(PROBLEM REQUIREMENTS):
Turn the rows below into a numbered list, dropping any blank lines.

#### EXERCISE INPUTS ####

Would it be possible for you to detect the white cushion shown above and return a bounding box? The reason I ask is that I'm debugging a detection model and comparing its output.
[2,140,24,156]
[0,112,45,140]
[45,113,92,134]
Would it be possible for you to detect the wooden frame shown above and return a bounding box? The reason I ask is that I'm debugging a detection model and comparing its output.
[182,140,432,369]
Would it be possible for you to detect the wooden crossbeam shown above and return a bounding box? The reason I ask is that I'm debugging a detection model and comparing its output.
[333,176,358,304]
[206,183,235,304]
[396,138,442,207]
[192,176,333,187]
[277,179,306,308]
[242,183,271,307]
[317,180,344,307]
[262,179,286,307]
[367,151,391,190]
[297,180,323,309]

####

(CORRECT RESPONSE):
1. Would it be possible for you to detect the white cushion shown above and return a bounding box? The reason I ask is that I'm debugging a detection model and comparing its output.
2. [2,140,24,156]
3. [0,112,45,140]
4. [45,113,92,134]
5. Would it be possible for you to detect the wooden frame shown above and return a bounding box? The reason I ask is that I'm debugging a detection model and comparing its output.
6. [182,140,432,369]
7. Would it be possible for you to detect the wooden crossbeam shown above and return a bounding box? The reason I ask is that I'm debugging a detection model and comparing its output.
8. [333,176,358,304]
9. [206,183,235,304]
10. [396,138,442,207]
11. [192,176,333,187]
12. [277,179,306,308]
13. [242,183,271,307]
14. [317,180,344,307]
15. [262,179,286,307]
16. [367,151,391,190]
17. [297,180,323,309]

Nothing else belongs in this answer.